Il faut également surveiller le poids du cheval : la perte de condition physique est un signe d’alerte d’un déséquilibre nutritionnel ou d’un problème de santé.
Comment nourrir un cheval âgé ?
Les aliments possibles
L’alimentation du cheval âgé doit être riche, facilement digestible et adaptée à ses capacités physiques.
En cas de problèmes dentaires, il faudra opter pour des aliments faciles à mastiquer, voire « trempés » ou « mouillés ».
En effet, en vieillissant, le cheval peut perdre sa capacité de mastication du foin et ne plus s’apporter assez de fibres digestibles.
Voici les principaux types d’aliments utilisables :

Bouchons de foin (ou cubes de foin) : ils remplacent le foin long, difficile à mastiquer. À tremper dans l’eau, ils offrent un fourrage humide, riche en fibres courtes plus facilement digestibles ;
Pulpe de betterave : énergétique, sans sucre ajouté, elle est une excellente source de fibres fermentescibles. Elle doit être trempée longuement pour éviter les risques de colique. Utilisez 5 volumes d’eau, pour 1 volume de pulpe. ;
Luzerne (en bouchons ou granulés) : protéine de qualité, très utile pour maintenir la masse musculaire. Attention à l’excès de calcium, à surveiller en fonction de l’état rénal. Dans l’idéal, la ration de luzerne devra être mise en soupe ;
Aliments spécialisés pour chevaux âgés : on trouve des granulés ou floconnés complets, conçus pour les chevaux seniors. Leur formulation nutritionnelle tient compte des besoins spécifiques et de la digestibilité réduite. Ils sont souvent humectés ou proposés en mash. Il faudra cependant veiller à ne pas oublier l’apport de fibres, particulièrement si votre vieux cheval ne réussit plus à mastiquer correctement le foin ;
Graines oléagineuses : le lin ou le tournesol, très riches en acides gras, sont intéressants pour l’énergie, la brillance du poil et la fonction immunitaire ;
Plantes digestives (fenugrec, fenouil, anis, camomille…) et compléments pour la digestion : elles peuvent faciliter la digestion et stimuler l’appétit, utiles pour les chevaux maigres ou immunodéprimés ;
Compléments alimentaires pour les articulations : des compléments ou plantes destinés au confort articulaire peuvent également être rajoutés afin de facilité le confort locomoteur des chevaux vieillissants.

##########

### Activité A
Selon le texte sur l'alimentation du cheval âgé, combien de volumes d'eau faut-il pour un volume de pulpe de betterave ?
### Activité B
Poursuivez le texte sur l'alimentation du cheval âgé après sa dernière phrase.

### Segment de données
##########

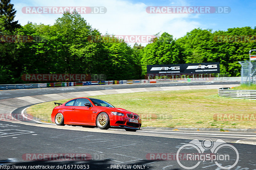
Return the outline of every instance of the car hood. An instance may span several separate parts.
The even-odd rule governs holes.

##########

### Zone de réponse A
Il faut 5 volumes d'eau pour 1 volume de pulpe.

### Zone de réponse B
L’huile : une solution pour augmenter la densité énergétique de la ration
L’huile végétale (colza, maïs, lin) est un complément énergétique utile pour le cheval âgé. Riche en matières grasses, elle permet d’augmenter l’apport calorique de la ration sans augmenter le volume du repas. Cela est crucial quand le cheval montre une diminution de l’appétit ou une difficulté d’ingestion.
Des quantités allant de 25 à 150mL par jour, introduites progressivement, peuvent faire une différence significative dans l’entretien de l’état corporel. L’huile est également bénéfique pour les chevaux atteints de Cushing, en limitant les apports de sucre et d’amidon issus des céréales, limitant ainsi les désordres métaboliques.

Nourrir un cheval âgé est un acte de soin. C’est veiller à son confort digestif, à sa santé générale et à son état corporel, tout en respectant son rythme et ses capacités de digestion. Grâce à une alimentation adaptée, un suivi vétérinaire régulier et quelques astuces simples comme tremper les aliments ou fractionner les repas le plus possible, il est possible d’améliorer la qualité de vie des vieux chevaux.
Chaque individu étant unique, une évaluation personnalisée du régime alimentaire est souvent nécessaire. L’état dentaire, le niveau d’activité, les maladies associées (comme la maladie de Cushing) ou encore les troubles comportementaux doivent guider la composition de la ration. Des outils comme le suivi du poids, l’observation des crottins ou le calcul de ration sont de précieux indicateurs.
En résumé, bien nourrir un cheval senior, c’est respecter une équation délicate entre ingestion, digestion, besoins spécifiques et capacité d’assimilation. C’est un enjeu majeur pour l’entretien au quotidien qui mérite une attention particulière jusqu’à la fin de sa vie.